EXERCISE REQUIREMENTS:
Please output the records below in full, exactly as given, but without the images.

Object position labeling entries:
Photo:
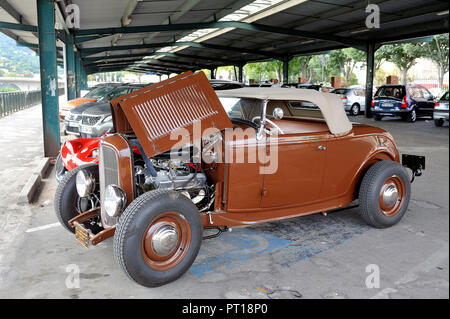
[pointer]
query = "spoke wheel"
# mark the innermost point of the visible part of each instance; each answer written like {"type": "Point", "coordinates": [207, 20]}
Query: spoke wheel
{"type": "Point", "coordinates": [166, 241]}
{"type": "Point", "coordinates": [392, 195]}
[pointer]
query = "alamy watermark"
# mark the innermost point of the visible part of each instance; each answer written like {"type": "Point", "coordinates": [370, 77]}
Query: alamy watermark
{"type": "Point", "coordinates": [373, 279]}
{"type": "Point", "coordinates": [73, 277]}
{"type": "Point", "coordinates": [373, 19]}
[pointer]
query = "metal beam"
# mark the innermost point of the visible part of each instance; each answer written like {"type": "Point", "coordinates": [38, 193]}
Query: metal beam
{"type": "Point", "coordinates": [90, 51]}
{"type": "Point", "coordinates": [49, 77]}
{"type": "Point", "coordinates": [111, 57]}
{"type": "Point", "coordinates": [218, 25]}
{"type": "Point", "coordinates": [370, 58]}
{"type": "Point", "coordinates": [17, 26]}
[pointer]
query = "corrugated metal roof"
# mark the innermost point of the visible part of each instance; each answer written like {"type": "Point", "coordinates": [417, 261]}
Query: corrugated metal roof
{"type": "Point", "coordinates": [330, 18]}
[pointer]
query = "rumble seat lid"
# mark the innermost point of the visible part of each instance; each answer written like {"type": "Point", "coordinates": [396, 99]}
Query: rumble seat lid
{"type": "Point", "coordinates": [160, 113]}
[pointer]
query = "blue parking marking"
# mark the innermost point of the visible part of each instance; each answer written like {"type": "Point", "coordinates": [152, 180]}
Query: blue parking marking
{"type": "Point", "coordinates": [235, 247]}
{"type": "Point", "coordinates": [288, 241]}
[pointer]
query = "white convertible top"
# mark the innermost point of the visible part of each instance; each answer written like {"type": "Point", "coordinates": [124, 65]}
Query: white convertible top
{"type": "Point", "coordinates": [330, 104]}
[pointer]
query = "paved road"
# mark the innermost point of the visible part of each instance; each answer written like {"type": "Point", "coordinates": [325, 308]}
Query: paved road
{"type": "Point", "coordinates": [316, 256]}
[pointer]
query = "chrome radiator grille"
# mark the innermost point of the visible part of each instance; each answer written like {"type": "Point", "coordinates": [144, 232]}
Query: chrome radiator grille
{"type": "Point", "coordinates": [90, 120]}
{"type": "Point", "coordinates": [108, 171]}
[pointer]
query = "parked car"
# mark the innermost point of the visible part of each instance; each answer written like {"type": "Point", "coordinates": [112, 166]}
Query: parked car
{"type": "Point", "coordinates": [408, 102]}
{"type": "Point", "coordinates": [354, 99]}
{"type": "Point", "coordinates": [156, 205]}
{"type": "Point", "coordinates": [225, 84]}
{"type": "Point", "coordinates": [440, 113]}
{"type": "Point", "coordinates": [92, 96]}
{"type": "Point", "coordinates": [74, 119]}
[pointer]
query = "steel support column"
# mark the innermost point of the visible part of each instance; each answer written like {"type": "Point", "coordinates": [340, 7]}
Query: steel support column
{"type": "Point", "coordinates": [70, 58]}
{"type": "Point", "coordinates": [370, 57]}
{"type": "Point", "coordinates": [49, 77]}
{"type": "Point", "coordinates": [241, 73]}
{"type": "Point", "coordinates": [77, 74]}
{"type": "Point", "coordinates": [286, 70]}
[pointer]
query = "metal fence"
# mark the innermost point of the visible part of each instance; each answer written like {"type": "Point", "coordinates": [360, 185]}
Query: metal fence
{"type": "Point", "coordinates": [11, 102]}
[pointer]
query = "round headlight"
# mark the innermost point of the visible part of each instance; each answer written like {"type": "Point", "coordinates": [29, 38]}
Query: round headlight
{"type": "Point", "coordinates": [85, 183]}
{"type": "Point", "coordinates": [115, 200]}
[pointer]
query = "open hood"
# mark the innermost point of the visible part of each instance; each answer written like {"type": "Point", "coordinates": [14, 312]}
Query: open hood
{"type": "Point", "coordinates": [161, 113]}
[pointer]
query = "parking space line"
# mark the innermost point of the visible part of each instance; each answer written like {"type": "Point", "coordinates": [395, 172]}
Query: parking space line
{"type": "Point", "coordinates": [30, 230]}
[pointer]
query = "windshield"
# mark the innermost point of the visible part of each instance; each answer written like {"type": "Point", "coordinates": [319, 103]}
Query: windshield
{"type": "Point", "coordinates": [397, 92]}
{"type": "Point", "coordinates": [98, 92]}
{"type": "Point", "coordinates": [241, 108]}
{"type": "Point", "coordinates": [115, 93]}
{"type": "Point", "coordinates": [340, 91]}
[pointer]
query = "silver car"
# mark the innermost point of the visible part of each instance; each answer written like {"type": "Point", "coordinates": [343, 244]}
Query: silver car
{"type": "Point", "coordinates": [354, 99]}
{"type": "Point", "coordinates": [97, 120]}
{"type": "Point", "coordinates": [440, 114]}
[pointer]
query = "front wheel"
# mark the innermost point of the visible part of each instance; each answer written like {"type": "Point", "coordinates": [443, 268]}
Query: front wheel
{"type": "Point", "coordinates": [354, 110]}
{"type": "Point", "coordinates": [158, 237]}
{"type": "Point", "coordinates": [439, 122]}
{"type": "Point", "coordinates": [384, 194]}
{"type": "Point", "coordinates": [411, 117]}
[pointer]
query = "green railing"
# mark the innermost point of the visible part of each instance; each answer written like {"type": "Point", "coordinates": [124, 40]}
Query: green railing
{"type": "Point", "coordinates": [11, 102]}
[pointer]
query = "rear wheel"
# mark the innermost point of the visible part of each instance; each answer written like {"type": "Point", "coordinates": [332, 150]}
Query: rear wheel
{"type": "Point", "coordinates": [377, 117]}
{"type": "Point", "coordinates": [411, 117]}
{"type": "Point", "coordinates": [158, 237]}
{"type": "Point", "coordinates": [384, 194]}
{"type": "Point", "coordinates": [439, 122]}
{"type": "Point", "coordinates": [354, 110]}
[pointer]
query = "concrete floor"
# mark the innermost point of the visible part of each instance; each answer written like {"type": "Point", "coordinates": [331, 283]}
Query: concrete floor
{"type": "Point", "coordinates": [312, 256]}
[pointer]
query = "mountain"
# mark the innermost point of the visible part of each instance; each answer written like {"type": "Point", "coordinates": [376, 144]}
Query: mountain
{"type": "Point", "coordinates": [16, 60]}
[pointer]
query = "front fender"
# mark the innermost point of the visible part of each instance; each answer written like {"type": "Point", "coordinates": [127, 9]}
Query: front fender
{"type": "Point", "coordinates": [79, 152]}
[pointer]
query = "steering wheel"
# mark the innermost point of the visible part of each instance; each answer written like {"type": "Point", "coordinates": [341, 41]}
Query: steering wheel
{"type": "Point", "coordinates": [270, 122]}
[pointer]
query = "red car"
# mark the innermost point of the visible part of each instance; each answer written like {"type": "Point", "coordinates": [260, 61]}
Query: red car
{"type": "Point", "coordinates": [79, 152]}
{"type": "Point", "coordinates": [74, 153]}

TASK OUTPUT:
Photo:
[pointer]
query = "spoke wheel"
# mark the innermost point of the visible part of each instance; each answer written like {"type": "Point", "coordinates": [207, 20]}
Query: spoke wheel
{"type": "Point", "coordinates": [166, 241]}
{"type": "Point", "coordinates": [392, 195]}
[pointer]
query = "alamy watermark"
# mark the innermost point of the visible part of each instance; each answer written like {"type": "Point", "coordinates": [370, 77]}
Query: alamy watermark
{"type": "Point", "coordinates": [373, 279]}
{"type": "Point", "coordinates": [73, 277]}
{"type": "Point", "coordinates": [373, 19]}
[pointer]
query = "metal beam"
# mark the innermost point of the visible part of each instance; each answer written like {"type": "Point", "coordinates": [38, 193]}
Query: metal beam
{"type": "Point", "coordinates": [90, 51]}
{"type": "Point", "coordinates": [49, 77]}
{"type": "Point", "coordinates": [111, 57]}
{"type": "Point", "coordinates": [218, 25]}
{"type": "Point", "coordinates": [370, 58]}
{"type": "Point", "coordinates": [17, 26]}
[pointer]
query = "corrugated metal roof"
# mark the innermost point of the visible part of each instance; each answer written like {"type": "Point", "coordinates": [417, 261]}
Query: corrugated metal roof
{"type": "Point", "coordinates": [330, 18]}
[pointer]
query = "rumble seat lid"
# mark the innermost point of the visible part of each instance; each answer written like {"type": "Point", "coordinates": [396, 99]}
Query: rumble seat lid
{"type": "Point", "coordinates": [160, 113]}
[pointer]
query = "blue parking marking"
# mark the innermost point of the visible part of each instance; each answer written like {"type": "Point", "coordinates": [152, 180]}
Query: blue parking marking
{"type": "Point", "coordinates": [235, 247]}
{"type": "Point", "coordinates": [288, 241]}
[pointer]
query = "white convertible top"
# mark the innermost point of the visible part of each instance; each answer written like {"type": "Point", "coordinates": [124, 65]}
Query: white convertible top
{"type": "Point", "coordinates": [330, 104]}
[pointer]
query = "paved road"
# mark the innermost point of the visible part of each instance; each answer written like {"type": "Point", "coordinates": [325, 308]}
Query: paved road
{"type": "Point", "coordinates": [316, 256]}
[pointer]
query = "chrome radiator grille"
# mark the innermost point of the visible part of each instance; each answer written like {"type": "Point", "coordinates": [144, 232]}
Query: chrome radiator grille
{"type": "Point", "coordinates": [90, 120]}
{"type": "Point", "coordinates": [108, 171]}
[pointer]
query = "parked car"
# mark the innermost point of the visible part of each instance; each answer written like {"type": "Point", "coordinates": [112, 166]}
Query: parked car
{"type": "Point", "coordinates": [408, 102]}
{"type": "Point", "coordinates": [354, 99]}
{"type": "Point", "coordinates": [156, 205]}
{"type": "Point", "coordinates": [225, 84]}
{"type": "Point", "coordinates": [440, 113]}
{"type": "Point", "coordinates": [92, 96]}
{"type": "Point", "coordinates": [74, 119]}
[pointer]
query = "steel support column"
# mark the innermost point of the visible part of each instance; each answer written like {"type": "Point", "coordinates": [340, 7]}
Query: steel support column
{"type": "Point", "coordinates": [70, 58]}
{"type": "Point", "coordinates": [370, 57]}
{"type": "Point", "coordinates": [49, 77]}
{"type": "Point", "coordinates": [241, 73]}
{"type": "Point", "coordinates": [77, 74]}
{"type": "Point", "coordinates": [286, 70]}
[pointer]
query = "metal fence"
# mark the innermost point of the visible part of each instance; each answer written like {"type": "Point", "coordinates": [360, 185]}
Query: metal fence
{"type": "Point", "coordinates": [11, 102]}
[pointer]
query = "round headlight"
# mark the innermost point of the visible part of each instance; each answer written like {"type": "Point", "coordinates": [29, 38]}
Query: round headlight
{"type": "Point", "coordinates": [85, 183]}
{"type": "Point", "coordinates": [115, 200]}
[pointer]
query = "open hood"
# mark the innermost point of the visible part of each instance; each answer written like {"type": "Point", "coordinates": [14, 312]}
Query: open hood
{"type": "Point", "coordinates": [161, 113]}
[pointer]
query = "parking space line"
# mark the innermost point of the visible part of each instance; each answer written like {"type": "Point", "coordinates": [395, 172]}
Query: parking space line
{"type": "Point", "coordinates": [30, 230]}
[pointer]
query = "windshield"
# mark the innermost point of the visible part of each instance; each answer written like {"type": "Point", "coordinates": [319, 103]}
Query: windshield
{"type": "Point", "coordinates": [397, 92]}
{"type": "Point", "coordinates": [98, 92]}
{"type": "Point", "coordinates": [241, 108]}
{"type": "Point", "coordinates": [115, 93]}
{"type": "Point", "coordinates": [340, 91]}
[pointer]
query = "silver car"
# mark the innermost point of the visible part of each instance; each answer written like {"type": "Point", "coordinates": [343, 244]}
Query: silver car
{"type": "Point", "coordinates": [354, 99]}
{"type": "Point", "coordinates": [97, 120]}
{"type": "Point", "coordinates": [440, 114]}
[pointer]
query = "front wheel"
# mark the innermost point of the visible part of each instance; each answer written like {"type": "Point", "coordinates": [443, 268]}
Query: front wheel
{"type": "Point", "coordinates": [354, 110]}
{"type": "Point", "coordinates": [158, 237]}
{"type": "Point", "coordinates": [439, 122]}
{"type": "Point", "coordinates": [384, 194]}
{"type": "Point", "coordinates": [411, 117]}
[pointer]
query = "green railing"
# mark the innermost point of the visible part of each instance; each answer written like {"type": "Point", "coordinates": [124, 40]}
Query: green railing
{"type": "Point", "coordinates": [11, 102]}
[pointer]
query = "rear wheel"
# mark the innermost point of the visible part of each instance; each answer written like {"type": "Point", "coordinates": [332, 150]}
Query: rear wheel
{"type": "Point", "coordinates": [377, 117]}
{"type": "Point", "coordinates": [411, 117]}
{"type": "Point", "coordinates": [158, 237]}
{"type": "Point", "coordinates": [384, 194]}
{"type": "Point", "coordinates": [439, 122]}
{"type": "Point", "coordinates": [354, 110]}
[pointer]
query = "concrete floor"
# mark the innermost point of the visible part of each instance; each answer written like {"type": "Point", "coordinates": [331, 283]}
Query: concrete floor
{"type": "Point", "coordinates": [312, 256]}
[pointer]
query = "mountain"
# mark the innermost point of the visible part of each instance; each answer written like {"type": "Point", "coordinates": [376, 144]}
Query: mountain
{"type": "Point", "coordinates": [16, 60]}
[pointer]
query = "front fender"
# mark the innermost point of the visible part of each instance; each answer written like {"type": "Point", "coordinates": [127, 9]}
Query: front fender
{"type": "Point", "coordinates": [79, 152]}
[pointer]
query = "steering wheel"
# mark the innermost point of the visible part of each instance; each answer written like {"type": "Point", "coordinates": [341, 41]}
Query: steering wheel
{"type": "Point", "coordinates": [270, 122]}
[pointer]
query = "red car"
# mark the innermost point of the visible part of each instance; each answer written like {"type": "Point", "coordinates": [260, 61]}
Query: red car
{"type": "Point", "coordinates": [79, 152]}
{"type": "Point", "coordinates": [74, 153]}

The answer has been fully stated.